Task brief:
Would you return the entries below exactly from the line containing "Final verification step: confirm the presence of arched" onward, ending with the final line and including it, and nothing else?

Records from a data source
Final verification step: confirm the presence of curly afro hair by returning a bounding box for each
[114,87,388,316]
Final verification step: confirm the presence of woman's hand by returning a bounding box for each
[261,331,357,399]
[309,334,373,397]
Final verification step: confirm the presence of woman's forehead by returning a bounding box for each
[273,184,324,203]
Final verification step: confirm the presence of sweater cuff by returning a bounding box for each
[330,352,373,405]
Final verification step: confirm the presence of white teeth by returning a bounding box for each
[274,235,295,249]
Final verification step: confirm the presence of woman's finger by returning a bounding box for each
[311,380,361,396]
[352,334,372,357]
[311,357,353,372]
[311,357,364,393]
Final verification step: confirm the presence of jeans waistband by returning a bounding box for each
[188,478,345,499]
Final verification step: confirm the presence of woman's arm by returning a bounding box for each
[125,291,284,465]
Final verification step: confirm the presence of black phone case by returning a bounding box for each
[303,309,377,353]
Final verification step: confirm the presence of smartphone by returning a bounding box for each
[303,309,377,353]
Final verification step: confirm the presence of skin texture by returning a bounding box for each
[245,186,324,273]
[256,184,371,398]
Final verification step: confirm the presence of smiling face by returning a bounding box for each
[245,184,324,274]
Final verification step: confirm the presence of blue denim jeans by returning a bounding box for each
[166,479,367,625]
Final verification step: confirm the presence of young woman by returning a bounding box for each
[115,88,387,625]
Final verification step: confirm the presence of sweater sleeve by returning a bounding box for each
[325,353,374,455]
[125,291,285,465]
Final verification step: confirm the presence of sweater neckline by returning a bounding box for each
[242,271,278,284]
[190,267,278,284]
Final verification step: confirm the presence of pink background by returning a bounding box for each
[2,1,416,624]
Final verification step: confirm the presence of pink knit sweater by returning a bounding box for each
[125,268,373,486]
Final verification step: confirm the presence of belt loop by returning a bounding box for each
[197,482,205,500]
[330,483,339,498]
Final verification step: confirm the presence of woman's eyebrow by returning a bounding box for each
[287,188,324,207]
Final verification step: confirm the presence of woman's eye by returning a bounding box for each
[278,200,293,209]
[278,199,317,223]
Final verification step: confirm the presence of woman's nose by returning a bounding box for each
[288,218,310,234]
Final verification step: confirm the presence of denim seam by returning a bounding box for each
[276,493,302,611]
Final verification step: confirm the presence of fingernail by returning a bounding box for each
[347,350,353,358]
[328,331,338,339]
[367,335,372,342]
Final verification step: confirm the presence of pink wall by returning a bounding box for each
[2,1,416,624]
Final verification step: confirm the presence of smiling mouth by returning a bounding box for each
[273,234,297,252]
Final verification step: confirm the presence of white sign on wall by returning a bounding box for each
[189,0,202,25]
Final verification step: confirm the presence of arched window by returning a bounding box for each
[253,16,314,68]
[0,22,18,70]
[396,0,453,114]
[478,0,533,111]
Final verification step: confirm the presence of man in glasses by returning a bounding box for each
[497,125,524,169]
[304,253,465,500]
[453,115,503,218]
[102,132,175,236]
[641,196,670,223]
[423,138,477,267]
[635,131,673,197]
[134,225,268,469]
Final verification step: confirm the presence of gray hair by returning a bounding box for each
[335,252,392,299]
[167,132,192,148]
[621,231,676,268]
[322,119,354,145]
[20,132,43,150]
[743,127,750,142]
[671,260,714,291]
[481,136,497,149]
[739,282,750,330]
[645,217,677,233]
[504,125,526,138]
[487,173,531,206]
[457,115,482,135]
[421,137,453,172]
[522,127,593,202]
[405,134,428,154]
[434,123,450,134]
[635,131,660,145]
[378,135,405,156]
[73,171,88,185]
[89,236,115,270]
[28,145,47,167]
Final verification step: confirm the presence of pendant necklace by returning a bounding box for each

Solution:
Final verification step: confirm the presence of arched window by returning a bounding box for each
[253,16,314,68]
[0,22,18,70]
[396,0,453,114]
[478,0,533,111]
Final verification step: confirm the presence of man in glasses by returning a bounding box for each
[497,125,524,169]
[304,253,465,500]
[453,115,503,218]
[102,132,175,236]
[641,196,670,223]
[423,138,477,267]
[635,131,673,197]
[134,225,268,469]
Final verification step: confirm the presence of gray hair by returning a bounding box for each
[335,252,392,299]
[167,132,192,148]
[621,231,676,268]
[322,119,354,145]
[20,132,43,150]
[743,127,750,142]
[671,260,714,291]
[481,136,497,149]
[739,282,750,330]
[645,217,677,233]
[504,125,526,138]
[487,173,531,206]
[457,115,482,135]
[421,137,453,172]
[522,127,593,202]
[405,134,428,154]
[434,123,450,134]
[635,131,660,145]
[378,135,405,156]
[73,171,88,185]
[89,236,115,270]
[28,145,47,167]
Final verification step: confirm the presence of pendant necklace by returning a bounding box for each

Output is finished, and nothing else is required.